Exercise description - Please rewrite the lines from the one containing "Kindly give the mask of every instance of the white" up to and including the one containing "M217 98L217 95L215" as a Markdown table with two columns, Row and Line. Number each line in the Row column and skip any blank lines.

Data supplied -
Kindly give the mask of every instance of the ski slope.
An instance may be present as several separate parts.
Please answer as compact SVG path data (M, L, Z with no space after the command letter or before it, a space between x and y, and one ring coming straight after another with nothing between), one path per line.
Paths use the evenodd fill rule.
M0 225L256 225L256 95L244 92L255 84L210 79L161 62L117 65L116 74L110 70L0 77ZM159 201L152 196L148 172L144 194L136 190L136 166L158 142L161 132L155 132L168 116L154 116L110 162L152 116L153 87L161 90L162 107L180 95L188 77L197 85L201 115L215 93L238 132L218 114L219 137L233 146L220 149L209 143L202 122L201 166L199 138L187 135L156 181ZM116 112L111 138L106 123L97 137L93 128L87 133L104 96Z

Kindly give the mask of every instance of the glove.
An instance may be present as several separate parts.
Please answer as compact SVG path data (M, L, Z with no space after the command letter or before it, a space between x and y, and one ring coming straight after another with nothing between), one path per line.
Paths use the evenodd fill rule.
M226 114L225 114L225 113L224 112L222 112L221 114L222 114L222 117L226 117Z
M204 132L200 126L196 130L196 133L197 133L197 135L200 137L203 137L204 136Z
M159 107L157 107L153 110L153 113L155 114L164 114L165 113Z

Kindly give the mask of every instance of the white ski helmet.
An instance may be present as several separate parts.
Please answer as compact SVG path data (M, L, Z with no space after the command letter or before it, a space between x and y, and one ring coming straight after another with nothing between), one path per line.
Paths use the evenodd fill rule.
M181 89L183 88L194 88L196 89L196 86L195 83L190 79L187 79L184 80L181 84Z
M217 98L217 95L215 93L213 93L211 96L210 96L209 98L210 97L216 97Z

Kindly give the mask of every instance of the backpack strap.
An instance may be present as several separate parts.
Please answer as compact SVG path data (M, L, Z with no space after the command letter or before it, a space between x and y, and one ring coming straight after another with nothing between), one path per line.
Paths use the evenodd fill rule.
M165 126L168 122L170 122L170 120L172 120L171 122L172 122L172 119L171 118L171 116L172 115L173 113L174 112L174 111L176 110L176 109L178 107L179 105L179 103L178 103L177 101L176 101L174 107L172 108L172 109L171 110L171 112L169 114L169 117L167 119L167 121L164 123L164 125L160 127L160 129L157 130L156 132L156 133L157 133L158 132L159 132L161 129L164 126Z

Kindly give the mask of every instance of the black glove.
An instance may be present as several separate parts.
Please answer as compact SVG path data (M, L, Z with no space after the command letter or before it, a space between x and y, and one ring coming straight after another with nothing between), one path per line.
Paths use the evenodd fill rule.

Answer to this exercise -
| Row | Line |
|---|---|
| 1 | Kindly give the mask of every instance of the white ski helmet. |
| 2 | An instance may be present as several separate parts. |
| 3 | Please answer as compact SVG path data (M, L, Z with no space after the command letter or before it, a space between x and y, and one ring coming straight after another with nothing between), one path per line. |
| 4 | Paths use the evenodd fill rule. |
| 5 | M181 89L183 88L194 88L196 89L196 86L195 83L190 79L187 79L184 80L181 84Z |
| 6 | M217 98L217 95L215 93L213 93L211 96L210 96L209 98L210 97L216 97Z |